**Tasks and exercises:**
• a. In the passage on Shemini Atzeret and Simchat Torah, what prayer is added in Musaf?
• b. From the passage on Shemini Atzeret and Simchat Torah, write out again the part that opens with the words containing "Hopefully more rain" and closes with "of the Torah.", substituting "recedes" for "ebbs".

**Document passage:**
Water: Shemini Atzeret and Simchat Torah
We add a prayer for rain in Musaf
We complete reading the Torah and begin again
What’s the Consequence?
Hopefully more rain to maintain our earth
What’s the Consequence?
Celebrating and experiencing reading the conclusion and beginning of the Torah
What is Connecting Both Holidays?
Shemini Atzeret: Water (rain); Simchat Torah: Water as a metaphor (experiencing cleansing, an awakening) as one thing ends and another begins
More about the Water Connection
One part of Shemini Atzeret has to do with actual water, rain. On Simchat Torah, the water flows while completing the reading of the Torah and then ebbs, as we return to the beginning of the Torah.
Shemini Atzeret serves as a catalyst to Simchat Torah in terms of the symbolism of rain (water). We pray to G-d for rain with the intention of aiding in the growth of plants, food, basic sources of nourishment for the earth and ourselves.
On Simchat Torah, as we read the end of the Torah and start again, there is almost a cathartic effect to this action. When we feel rain (a consequence of the prayer for rain on Shemini Atzeret), it awakens our senses.
As the rain revives us, we are reminded that the water cleanses us, renews us and the earth we live in. Just as we start something new, beginning to read the Torah on Simchat Torah, we feel excited, ready for change and a reawakening, which is deserving of celebration.
One result of a rainstorm, where we feel awakened by the water, comes in the form of a beautiful keshet (rainbow). The colors are so vibrant, we look with wonder. A rainbow begins and arcs over to its end. There is a clear beginning and end. This is the same as ending the reading of the Torah and starting over from the beginning.
There is a certain beauty and fulfillment of completing something and beginning again.
Along the theme of water, I think of an amusement park water ride that ends with a huge splash all over the riders and the laughter that accompanies that, the riders’ senses now wide open and ready for more fun.

**Data section:**
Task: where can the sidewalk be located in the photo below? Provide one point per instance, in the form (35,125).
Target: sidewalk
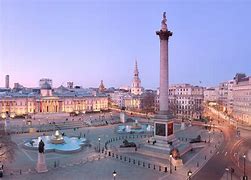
(197,161)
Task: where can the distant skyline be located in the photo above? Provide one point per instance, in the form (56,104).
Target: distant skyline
(89,41)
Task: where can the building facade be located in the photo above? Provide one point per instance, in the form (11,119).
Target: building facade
(242,98)
(185,101)
(47,101)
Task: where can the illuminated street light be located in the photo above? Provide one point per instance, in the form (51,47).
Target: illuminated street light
(227,169)
(244,177)
(189,173)
(98,144)
(170,163)
(114,174)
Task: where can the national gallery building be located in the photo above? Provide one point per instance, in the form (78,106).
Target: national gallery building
(48,100)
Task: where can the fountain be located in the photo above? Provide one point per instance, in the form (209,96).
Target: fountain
(136,127)
(57,143)
(57,138)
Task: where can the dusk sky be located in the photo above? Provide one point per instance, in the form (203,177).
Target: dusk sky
(88,41)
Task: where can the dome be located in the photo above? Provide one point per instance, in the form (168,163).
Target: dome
(46,85)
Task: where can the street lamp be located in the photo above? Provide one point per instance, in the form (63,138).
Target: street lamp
(114,174)
(98,144)
(227,169)
(170,163)
(209,136)
(189,173)
(244,177)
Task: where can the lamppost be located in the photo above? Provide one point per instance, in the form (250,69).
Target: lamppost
(244,170)
(189,173)
(209,136)
(170,160)
(114,174)
(98,144)
(210,124)
(227,169)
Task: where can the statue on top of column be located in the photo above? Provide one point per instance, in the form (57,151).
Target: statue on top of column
(41,146)
(163,22)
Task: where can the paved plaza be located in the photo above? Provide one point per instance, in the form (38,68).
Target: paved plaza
(89,164)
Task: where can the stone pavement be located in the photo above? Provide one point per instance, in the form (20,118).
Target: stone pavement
(98,170)
(197,161)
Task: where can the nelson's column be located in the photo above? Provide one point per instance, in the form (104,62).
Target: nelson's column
(163,124)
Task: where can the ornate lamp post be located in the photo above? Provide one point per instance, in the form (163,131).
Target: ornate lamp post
(114,174)
(227,169)
(244,170)
(98,144)
(189,173)
(170,163)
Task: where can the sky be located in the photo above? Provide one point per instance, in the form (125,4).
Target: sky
(88,41)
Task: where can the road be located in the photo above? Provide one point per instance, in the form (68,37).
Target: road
(227,156)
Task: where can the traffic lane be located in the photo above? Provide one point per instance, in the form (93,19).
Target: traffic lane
(215,167)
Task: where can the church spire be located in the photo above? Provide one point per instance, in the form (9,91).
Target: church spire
(136,71)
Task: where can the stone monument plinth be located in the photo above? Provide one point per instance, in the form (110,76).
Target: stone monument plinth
(122,117)
(41,165)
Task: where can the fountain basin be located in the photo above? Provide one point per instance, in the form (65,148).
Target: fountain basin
(140,128)
(70,144)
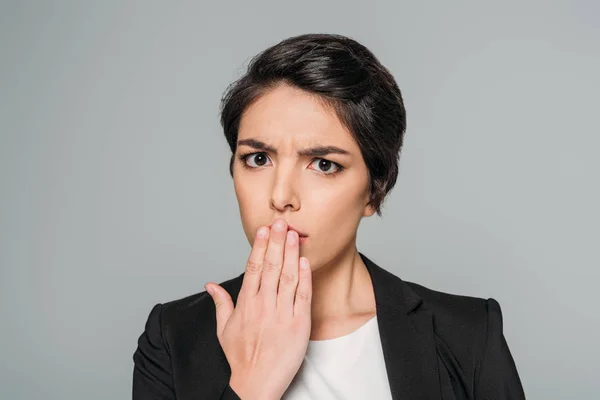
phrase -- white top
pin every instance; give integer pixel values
(345, 368)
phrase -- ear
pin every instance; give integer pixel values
(369, 210)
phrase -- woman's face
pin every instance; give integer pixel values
(296, 161)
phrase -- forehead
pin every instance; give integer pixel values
(286, 113)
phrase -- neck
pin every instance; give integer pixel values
(342, 288)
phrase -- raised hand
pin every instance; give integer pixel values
(265, 337)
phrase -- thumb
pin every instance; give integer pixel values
(223, 305)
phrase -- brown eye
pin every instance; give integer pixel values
(257, 160)
(325, 166)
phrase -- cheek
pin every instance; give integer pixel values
(251, 200)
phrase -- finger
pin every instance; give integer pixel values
(223, 305)
(254, 265)
(303, 298)
(288, 280)
(272, 264)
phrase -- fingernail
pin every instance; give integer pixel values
(303, 263)
(262, 232)
(279, 225)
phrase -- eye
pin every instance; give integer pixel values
(325, 166)
(256, 160)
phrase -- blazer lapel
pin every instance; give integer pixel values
(407, 337)
(405, 330)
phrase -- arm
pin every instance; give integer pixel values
(497, 377)
(152, 373)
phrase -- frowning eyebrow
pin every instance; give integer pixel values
(317, 151)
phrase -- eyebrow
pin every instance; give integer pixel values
(317, 151)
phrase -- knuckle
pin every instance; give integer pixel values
(271, 266)
(253, 267)
(302, 295)
(288, 278)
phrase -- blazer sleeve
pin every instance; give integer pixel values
(152, 371)
(498, 378)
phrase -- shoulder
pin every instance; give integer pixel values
(462, 313)
(467, 325)
(195, 313)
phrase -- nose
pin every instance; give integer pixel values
(284, 193)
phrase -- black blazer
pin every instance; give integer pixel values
(436, 346)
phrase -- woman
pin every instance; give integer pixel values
(315, 127)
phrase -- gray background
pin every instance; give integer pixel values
(115, 193)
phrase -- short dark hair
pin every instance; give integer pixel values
(346, 76)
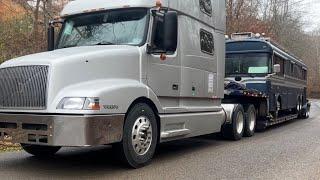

**Task results:**
• a. A prayer for rain.

• b.
Hopefully more rain to maintain our earth
What’s the Consequence?
Celebrating and experiencing reading the conclusion and beginning of the Torah
What is Connecting Both Holidays?
Shemini Atzeret: Water (rain); Simchat Torah: Water as a metaphor (experiencing cleansing, an awakening) as one thing ends and another begins
More about the Water Connection
One part of Shemini Atzeret has to do with actual water, rain. On Simchat Torah, the water flows while completing the reading of the Torah and then recedes, as we return to the beginning of the Torah.